Trecho do documento:
---------------
13 julho 2009

Rádio sem tempo para escutar






Vê se encontra um tempo
pra me encontrar sem contratempo
durante algum tempo

José Miguel Wisnik / Jorge Mautner

O rádio FM de hoje é um retrato sonoro da falência da escuta. É feito para ouvir entre tarefas, alimentar-nos de sons afinados com as máquinas políticas, culturais e sociais hegemônicas. O rádio é como o som do nosso "inconsciente maquínico", conceito de Felix Guattari para explicar como a linguagem, o pensamento, o desejo e o self se interpenetram de acordo com sistemas que estão "fora" do indivíduo - o capitalismo, a gramática, a política, a ética.

O cérebro cria a linguagem, ou a linguagem cria o cérebro? O homem obtém seus objetos de desejo e consumo por meio dos negócios da economia capitalista, ou é a economia capitalista quem consome homens e negocia desejos em troca de sua existência infinita? Até que ponto o inconsciente pode ser entendido apenas pelos mecanismos descritos por Freud ou Lacan e não por Nietzsche, John Stuart Mill ou Hollywood?

Guattari nos mostra que a linguagem - por fim, o próprio pensamento e o inconsciente - recorre a signos ou significados que fluem em uma economia de poderes simbólicos, distribuídos na sociedade. Poderes do inconsciente, poderes da mídia, poderes da ciência, poderes da religião, cada um dominando partes da estrutura da linguagem, até que não se saiba mais o que pensa ("o que ou quem em mim pensa?") de forma independente.
---------------
Material coletado:
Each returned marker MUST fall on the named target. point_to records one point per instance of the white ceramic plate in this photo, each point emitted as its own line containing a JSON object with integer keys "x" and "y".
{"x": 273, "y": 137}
---------------
Instruções do exercício:
No texto sobre o rádio FM, a quem se atribui o conceito de "inconsciente maquínico"? Não é preciso consultar a listagem.

Solução do problema:
A Felix Guattari.